The Golden Bridge connects Ankleshwar to Bharuch in the Gujarat state of western India. It was built in 1881 by the British, who needed a bridge across the Narmada River to create better access to trade and administration officials in Bombay (now called Mumbai). The bridge is also called the Narmada Bridge.

==Construction==
The British started construction on the iron bridge on 7 December 1877. The bridge was contracted by the Bombay, Baroda, and Central India Railway and was designed by Sir John Hawkshaw. The bridge was completed on 16 May 1881 at a cost of Rs 45.65 lakhs. Originally named the Narmada Bridge, it came to be known as the Golden Bridge on account of the heavy expenditure incurred during construction due to damage from heavy water flow. After independence, it became part of the national highway. However, the flow of heavy traffic was reduced after a new bridge on Narmada was built. The length of the Golden Bridge is 1412 m.

=== Impact of 2023 Bharuch Flood ===
In September 2023, the Golden Bridge experienced significant challenges due to severe flooding in Bharuch. The flood was caused by continuous heavy rainfall and the release of water from the Sardar Sarovar Dam on the Narmada River. The water level of the Narmada River near the Golden Bridge reached about 9 feet above the danger mark, leading to the evacuation of over 2,000 people and around 500 cattle to relief camps. The bridge was temporarily closed to traffic due to waterlogging and safety concerns. The State Disaster Response Force (SDRF) and the National Disaster Response Force (NDRF) were deployed in the area for rescue operations.

== Operation and Significance ==
For nearly a century, Golden Bridge was the only road crossing of the Narmada between Bharuch and Ankleshwar, carrying buses, trucks and pedestrian traffic bound for Bombay and central India. Its narrow width, just two vehicle lanes became famous for nightly pilgrim processions during river side festivals, and its vantage point remains a popular sunset lookout. Structural inspections in the 1970s and 2000s affirmed its resilience: despite exposure to floods, monsoon currents and occasional tremors, the iron superstructure exhibited only minor corrosion and deformation thanks to regular maintenance by Western Railway and later state PWD teams.

▶ _Records provided_
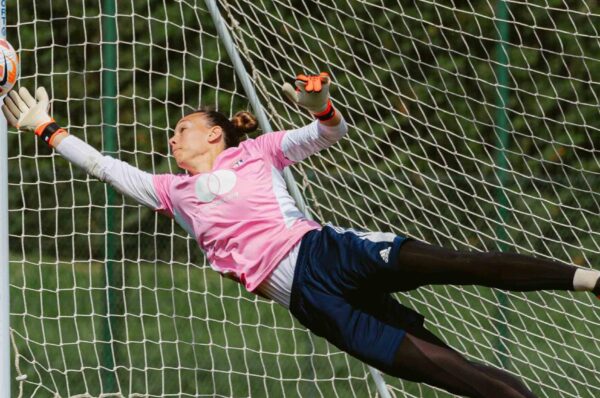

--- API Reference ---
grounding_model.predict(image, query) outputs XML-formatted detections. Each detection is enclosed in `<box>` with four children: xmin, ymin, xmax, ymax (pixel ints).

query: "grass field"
<box><xmin>10</xmin><ymin>261</ymin><xmax>600</xmax><ymax>398</ymax></box>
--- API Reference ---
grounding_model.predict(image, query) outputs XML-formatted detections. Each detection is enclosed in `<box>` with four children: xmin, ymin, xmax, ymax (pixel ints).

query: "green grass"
<box><xmin>10</xmin><ymin>261</ymin><xmax>600</xmax><ymax>398</ymax></box>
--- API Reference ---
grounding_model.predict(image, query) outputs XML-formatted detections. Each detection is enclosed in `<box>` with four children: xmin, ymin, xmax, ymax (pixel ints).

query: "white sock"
<box><xmin>573</xmin><ymin>268</ymin><xmax>600</xmax><ymax>291</ymax></box>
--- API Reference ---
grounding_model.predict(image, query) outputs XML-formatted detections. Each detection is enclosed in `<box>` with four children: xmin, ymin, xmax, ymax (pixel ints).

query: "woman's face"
<box><xmin>169</xmin><ymin>113</ymin><xmax>222</xmax><ymax>170</ymax></box>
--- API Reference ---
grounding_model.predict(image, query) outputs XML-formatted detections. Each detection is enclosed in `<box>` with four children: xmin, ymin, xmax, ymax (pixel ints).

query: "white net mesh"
<box><xmin>8</xmin><ymin>0</ymin><xmax>600</xmax><ymax>398</ymax></box>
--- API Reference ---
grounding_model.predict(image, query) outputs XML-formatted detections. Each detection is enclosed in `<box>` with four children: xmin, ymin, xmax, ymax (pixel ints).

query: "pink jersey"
<box><xmin>153</xmin><ymin>132</ymin><xmax>320</xmax><ymax>291</ymax></box>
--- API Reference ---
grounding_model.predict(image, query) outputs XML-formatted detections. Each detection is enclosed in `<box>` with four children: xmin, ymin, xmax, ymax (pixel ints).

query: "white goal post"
<box><xmin>5</xmin><ymin>0</ymin><xmax>600</xmax><ymax>398</ymax></box>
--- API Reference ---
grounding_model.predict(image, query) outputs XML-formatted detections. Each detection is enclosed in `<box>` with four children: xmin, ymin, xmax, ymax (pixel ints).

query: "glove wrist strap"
<box><xmin>35</xmin><ymin>119</ymin><xmax>66</xmax><ymax>146</ymax></box>
<box><xmin>313</xmin><ymin>100</ymin><xmax>335</xmax><ymax>122</ymax></box>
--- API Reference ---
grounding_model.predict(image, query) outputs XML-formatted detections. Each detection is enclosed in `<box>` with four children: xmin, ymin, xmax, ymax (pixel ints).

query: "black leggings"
<box><xmin>392</xmin><ymin>241</ymin><xmax>577</xmax><ymax>398</ymax></box>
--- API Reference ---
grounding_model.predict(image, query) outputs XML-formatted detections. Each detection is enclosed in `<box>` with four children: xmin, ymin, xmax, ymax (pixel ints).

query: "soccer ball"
<box><xmin>0</xmin><ymin>39</ymin><xmax>19</xmax><ymax>96</ymax></box>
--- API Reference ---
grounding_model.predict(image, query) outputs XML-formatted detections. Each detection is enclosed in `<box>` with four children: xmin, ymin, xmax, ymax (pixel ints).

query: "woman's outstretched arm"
<box><xmin>2</xmin><ymin>87</ymin><xmax>160</xmax><ymax>210</ymax></box>
<box><xmin>281</xmin><ymin>72</ymin><xmax>348</xmax><ymax>162</ymax></box>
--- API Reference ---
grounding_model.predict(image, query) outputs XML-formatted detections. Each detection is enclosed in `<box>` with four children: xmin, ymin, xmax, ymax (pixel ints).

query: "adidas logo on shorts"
<box><xmin>379</xmin><ymin>247</ymin><xmax>392</xmax><ymax>264</ymax></box>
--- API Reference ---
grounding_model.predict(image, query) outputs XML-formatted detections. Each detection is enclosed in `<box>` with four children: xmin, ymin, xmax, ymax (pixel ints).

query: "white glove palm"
<box><xmin>2</xmin><ymin>87</ymin><xmax>52</xmax><ymax>131</ymax></box>
<box><xmin>281</xmin><ymin>72</ymin><xmax>331</xmax><ymax>114</ymax></box>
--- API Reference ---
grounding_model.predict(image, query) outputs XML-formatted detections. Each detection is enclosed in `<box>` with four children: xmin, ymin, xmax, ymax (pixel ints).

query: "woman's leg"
<box><xmin>392</xmin><ymin>241</ymin><xmax>600</xmax><ymax>295</ymax></box>
<box><xmin>392</xmin><ymin>329</ymin><xmax>536</xmax><ymax>398</ymax></box>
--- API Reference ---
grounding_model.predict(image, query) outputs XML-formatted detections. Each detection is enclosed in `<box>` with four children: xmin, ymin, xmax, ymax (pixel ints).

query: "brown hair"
<box><xmin>190</xmin><ymin>107</ymin><xmax>258</xmax><ymax>149</ymax></box>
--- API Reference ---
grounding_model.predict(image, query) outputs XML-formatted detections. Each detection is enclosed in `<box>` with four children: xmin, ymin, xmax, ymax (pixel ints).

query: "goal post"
<box><xmin>5</xmin><ymin>0</ymin><xmax>600</xmax><ymax>398</ymax></box>
<box><xmin>0</xmin><ymin>1</ymin><xmax>12</xmax><ymax>397</ymax></box>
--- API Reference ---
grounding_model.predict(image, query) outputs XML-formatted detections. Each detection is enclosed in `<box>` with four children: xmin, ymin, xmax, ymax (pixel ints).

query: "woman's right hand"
<box><xmin>2</xmin><ymin>87</ymin><xmax>69</xmax><ymax>147</ymax></box>
<box><xmin>2</xmin><ymin>87</ymin><xmax>53</xmax><ymax>131</ymax></box>
<box><xmin>281</xmin><ymin>72</ymin><xmax>331</xmax><ymax>115</ymax></box>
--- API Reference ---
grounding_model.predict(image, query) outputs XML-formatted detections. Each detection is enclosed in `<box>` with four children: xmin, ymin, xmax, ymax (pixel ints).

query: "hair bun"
<box><xmin>231</xmin><ymin>111</ymin><xmax>258</xmax><ymax>134</ymax></box>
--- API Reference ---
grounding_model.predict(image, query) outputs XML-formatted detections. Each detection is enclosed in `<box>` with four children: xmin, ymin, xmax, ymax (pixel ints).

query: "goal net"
<box><xmin>7</xmin><ymin>0</ymin><xmax>600</xmax><ymax>398</ymax></box>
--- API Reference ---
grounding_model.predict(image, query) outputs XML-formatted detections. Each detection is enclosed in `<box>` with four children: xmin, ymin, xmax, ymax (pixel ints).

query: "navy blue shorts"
<box><xmin>290</xmin><ymin>225</ymin><xmax>424</xmax><ymax>373</ymax></box>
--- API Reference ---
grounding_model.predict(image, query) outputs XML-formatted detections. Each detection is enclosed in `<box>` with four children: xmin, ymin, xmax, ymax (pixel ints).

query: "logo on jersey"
<box><xmin>379</xmin><ymin>247</ymin><xmax>392</xmax><ymax>264</ymax></box>
<box><xmin>196</xmin><ymin>170</ymin><xmax>237</xmax><ymax>203</ymax></box>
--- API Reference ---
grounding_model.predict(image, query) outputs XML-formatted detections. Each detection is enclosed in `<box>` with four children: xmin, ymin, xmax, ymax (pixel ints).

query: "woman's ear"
<box><xmin>208</xmin><ymin>126</ymin><xmax>223</xmax><ymax>143</ymax></box>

▶ _Your instructions_
According to the Golden Bridge article, what was the bridge's iron superstructure exposed to? List each item. The material has no connection to the Golden Bridge article.

▶ _The answer_
- Floods
- Monsoon currents
- Occasional tremors